COMMUNIQUE DE PRESSE
Une action urgente est nécessaire à l’échelle mondiale pour lutter contre le « fléau » des violences sexuelle et sexistes, exacerbées par les conflits, le COVID-19 et les changements climatiques.
Une combinaison toxique de conflits mondiaux, du COVID-19 et des changements climatiques exacerbe les violences sexuelles et sexistes basées sur le genre (VSBG) contre les femmes, les enfants et les adolescents vulnérables dans le monde entier, y compris en Afrique de l’Ouest.
Dans une tribune publiée vendredi 26 août 2022, trois grands défenseurs de la santé et des droits des femmes – Très Hon. Helen Clark, présidente du conseil d’administration de et ancienne première ministre de Nouvelle-Zélande, Michelle Bachelet, Haute-commissaire des Nations Unies aux droits de l’homme et ancienne présidente du Chili, et S.E. José Manuel Albares, ministre espagnol des Affaires étrangères – appellent à une action multilatérale urgente pour lutter contre ce qu’ils décrivent comme un « fléau » de viols ou d’autres abus physiques ou mentaux violents, visant les femmes, les enfants et les adolescents vulnérables, en particulier ceux qui vivent dans des contextes humanitaires.

> _Description du problème_:
Écrivez la suite du communiqué sur les violences sexuelles et sexistes, en reprenant juste après sa dernière phrase.

Enregistrements du jeu de données:
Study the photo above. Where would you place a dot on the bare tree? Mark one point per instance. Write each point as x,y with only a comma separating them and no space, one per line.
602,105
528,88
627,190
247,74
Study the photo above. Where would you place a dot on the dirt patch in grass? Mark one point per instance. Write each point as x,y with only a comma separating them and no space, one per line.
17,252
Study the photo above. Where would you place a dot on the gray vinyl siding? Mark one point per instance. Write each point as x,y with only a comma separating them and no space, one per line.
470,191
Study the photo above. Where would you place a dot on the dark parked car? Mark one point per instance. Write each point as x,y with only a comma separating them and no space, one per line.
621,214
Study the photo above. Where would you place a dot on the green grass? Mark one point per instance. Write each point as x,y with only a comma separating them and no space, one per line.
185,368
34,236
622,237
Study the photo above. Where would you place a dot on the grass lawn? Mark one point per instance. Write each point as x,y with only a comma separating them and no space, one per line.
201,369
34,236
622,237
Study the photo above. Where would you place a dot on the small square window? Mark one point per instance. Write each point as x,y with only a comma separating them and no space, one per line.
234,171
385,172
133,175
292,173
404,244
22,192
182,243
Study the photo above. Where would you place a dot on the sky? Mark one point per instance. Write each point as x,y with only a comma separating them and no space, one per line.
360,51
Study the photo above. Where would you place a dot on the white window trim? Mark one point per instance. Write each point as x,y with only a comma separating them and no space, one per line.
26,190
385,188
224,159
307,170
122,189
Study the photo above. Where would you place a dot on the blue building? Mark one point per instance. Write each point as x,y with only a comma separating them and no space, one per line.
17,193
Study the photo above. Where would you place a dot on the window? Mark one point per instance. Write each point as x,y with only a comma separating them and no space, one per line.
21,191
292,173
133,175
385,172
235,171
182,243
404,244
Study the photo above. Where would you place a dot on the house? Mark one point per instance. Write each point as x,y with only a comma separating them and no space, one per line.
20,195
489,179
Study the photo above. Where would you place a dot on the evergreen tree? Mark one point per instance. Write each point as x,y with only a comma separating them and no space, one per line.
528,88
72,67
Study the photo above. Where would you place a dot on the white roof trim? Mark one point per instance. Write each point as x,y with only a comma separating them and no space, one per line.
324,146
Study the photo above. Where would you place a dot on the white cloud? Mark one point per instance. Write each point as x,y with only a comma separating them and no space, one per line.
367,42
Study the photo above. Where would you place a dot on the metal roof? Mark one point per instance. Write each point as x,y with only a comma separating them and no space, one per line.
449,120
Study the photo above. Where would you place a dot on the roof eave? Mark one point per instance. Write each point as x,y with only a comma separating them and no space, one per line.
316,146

> _Réponse écrite_:
En 2022, 274 millions de personnes auront besoin d’aide humanitaire et de protection. Ce chiffre est en nette augmentation, comparé à celui de 235 millions de personnes il y a un an, qui était déjà le plus élevé depuis des décennies. Alors que les statistiques sur le plan mondial montrent que près d’un tiers des femmes et des filles âgées de 15 à 49 ans ayant déjà eu un partenaire ont subi des violences physiques et/ou sexuelles au cours de leur vie, la menace des violences sexuelles et sexistes (VSBG) est élevée dans les contextes humanitaires. Le risque et la portée des VSBG sont donc exacerbés par le nombre croissant de crises qui se succèdent dans le monde – du COVID-19 aux changements climatiques en passant par les conflits. Pourtant, moins de 1 % du budget humanitaire mondial est consacré à la protection contre les VSBG. Il existe donc un besoin urgent d’actions et d’interventions ciblées pour prévenir et gérer les VSBG, qui, dans les contextes humanitaires, visent essentiellement les femmes, les enfants et les adolescents.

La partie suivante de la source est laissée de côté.